SOURCE TEXT:

Three simple network models that encode correlations between inputs. The bottom row is the input layer, and the top row is the output layer. Solid lines are excitatory, and dashed lines are inhibitory

First was a Hebbian model (Hebb, 1949; Oja, 1982) in which connection weights adjusted in proportion to the correlation between input and output node activations. Second, an anti-Hebbian (decorrelation) model (Barlow & Földiák 1989) orthogonalized output dimensions by adjusting symmetric inhibition among output nodes proportional to their correlation. Finally, principal components analysis (PCA) was implemented in a third model (Sanger, 1989). For the PCA model, connections to output units adjusted in a Hebbian manner; however, the first output inhibited inputs to the second, effectively capturing the principal component from the input pattern and leaving the second unit to capture residual covariance. This model captured correlation across inputs (like the Hebbian model) and orthogonalized outputs (like the anti-Hebbian model).

The Hebbian model correctly predicted performance immediately following exposure, but owing to lack of inhibitory connections, the model was unable to adjust to capture performance across subsequent test trails. The anti-Hebbian model failed because it substantially expanded the second (orthogonal) dimension, thus predicting outstanding discrimination for sound pairs that were effectively indiscriminable to listeners. The PCA model quickly discovered the first dimension capturing the correlations between AD and SS. With further experience during test trails, the PCA model adjusted apace with listener performance (see also Stilp & Kluender, 2012). Listener performance violated predictions of the Hebbian and anti-Hebbian models, but matched the PCA model quite well.

Data from this and numerous additional experiments by Stilp and colleagues all support the hypothesis that the auditory system rapidly and efficiently captures covariance (redundancy) across the set of complex stimuli. Like the PCA model, listener performance appears initially to capture the principal component of variation in the two-dimensional stimulus space at the expense of the orthogonal component before gradually encoding remaining variance. Both this initial component and the second component (first and second eigenvectors) appear to rapidly become weighted (eigenvalues) in a way that is proportional to the amount of variance accounted for by each dimension (Stilp & Kluender, 2012). Concordance between the model and listener performance is remarkable. Predictions from the PCA model based upon different relative weights on first and second components for different stimulus distributions have been validated with human listeners (Stilp & Kluender, 2016).

The particular PCA model investigated here (Sanger, 1989) is certainly oversimplified and is unlikely to exactly reflect neural learning mechanisms. Because stimuli were normed to equivalent perceptual distances, the perceptual space employed by Stilp and colleagues was linearized in a way that is amenable to a linear model such as PCA. The close correspondence between listener and model performance does suggest that sensorineural processes adapt to reflect experienced covariance so that dimensions of the perceptual space are weighted in a statistically sensible fashion.

EXERCISE TASK A: In the text on network models, why was the Hebbian model unable to adjust to capture performance across later test trials?
The listing below is unrelated to the text on network models.

DATASET CONTENT:
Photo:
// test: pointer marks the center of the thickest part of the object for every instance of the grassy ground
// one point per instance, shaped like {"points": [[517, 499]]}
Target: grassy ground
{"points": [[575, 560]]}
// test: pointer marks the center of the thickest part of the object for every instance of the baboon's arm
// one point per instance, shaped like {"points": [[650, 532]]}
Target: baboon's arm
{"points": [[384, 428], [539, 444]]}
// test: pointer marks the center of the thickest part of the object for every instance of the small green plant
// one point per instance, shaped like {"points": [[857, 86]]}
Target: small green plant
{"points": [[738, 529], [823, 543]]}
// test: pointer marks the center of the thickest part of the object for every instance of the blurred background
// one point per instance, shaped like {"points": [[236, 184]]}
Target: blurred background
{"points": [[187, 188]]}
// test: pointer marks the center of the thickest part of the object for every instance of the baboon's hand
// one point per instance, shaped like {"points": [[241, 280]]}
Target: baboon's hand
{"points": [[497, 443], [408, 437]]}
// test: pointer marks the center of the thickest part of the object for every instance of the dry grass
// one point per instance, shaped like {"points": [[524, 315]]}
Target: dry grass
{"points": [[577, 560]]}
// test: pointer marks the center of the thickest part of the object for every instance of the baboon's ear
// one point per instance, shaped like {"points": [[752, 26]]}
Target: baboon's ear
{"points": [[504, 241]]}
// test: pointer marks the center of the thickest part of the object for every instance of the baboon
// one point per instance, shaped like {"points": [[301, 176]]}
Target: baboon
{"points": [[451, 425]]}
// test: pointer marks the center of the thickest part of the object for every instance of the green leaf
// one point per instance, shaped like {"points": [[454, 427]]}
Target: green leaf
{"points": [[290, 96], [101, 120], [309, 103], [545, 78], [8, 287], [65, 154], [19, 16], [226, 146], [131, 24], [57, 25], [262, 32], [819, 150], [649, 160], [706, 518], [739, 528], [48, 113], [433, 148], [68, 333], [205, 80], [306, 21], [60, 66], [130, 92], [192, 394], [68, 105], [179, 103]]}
--
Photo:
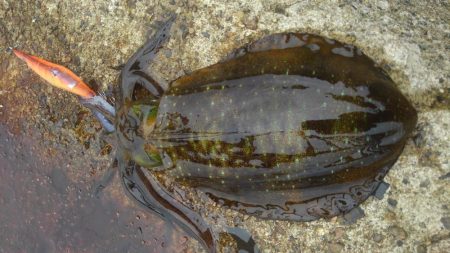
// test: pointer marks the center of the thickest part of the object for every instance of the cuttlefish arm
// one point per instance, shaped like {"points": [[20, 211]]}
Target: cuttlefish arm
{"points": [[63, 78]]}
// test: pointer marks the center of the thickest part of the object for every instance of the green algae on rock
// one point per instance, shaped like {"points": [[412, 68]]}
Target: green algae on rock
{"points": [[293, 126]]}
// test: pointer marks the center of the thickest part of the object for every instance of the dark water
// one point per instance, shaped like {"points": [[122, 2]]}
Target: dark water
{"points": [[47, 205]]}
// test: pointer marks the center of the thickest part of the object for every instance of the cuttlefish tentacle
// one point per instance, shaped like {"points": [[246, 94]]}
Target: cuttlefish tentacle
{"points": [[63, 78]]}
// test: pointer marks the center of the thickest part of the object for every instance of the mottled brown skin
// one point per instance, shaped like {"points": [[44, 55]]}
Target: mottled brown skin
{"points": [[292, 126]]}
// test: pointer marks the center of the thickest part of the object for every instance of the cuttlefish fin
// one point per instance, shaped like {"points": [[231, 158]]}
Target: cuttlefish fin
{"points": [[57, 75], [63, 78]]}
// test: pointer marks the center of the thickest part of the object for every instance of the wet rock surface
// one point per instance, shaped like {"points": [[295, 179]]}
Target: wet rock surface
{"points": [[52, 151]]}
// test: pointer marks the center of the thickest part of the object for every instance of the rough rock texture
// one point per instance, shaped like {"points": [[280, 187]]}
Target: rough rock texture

EXERCISE TASK B: Report every line of the listing that contains the string "small", treating uppercase and lowercase as different.

FINISHED ANSWER A: It lacked inhibitory connections.

FINISHED ANSWER B:
// test: pointer marks the center of the thickest part of the object for every instance of the small green plant
Target: small green plant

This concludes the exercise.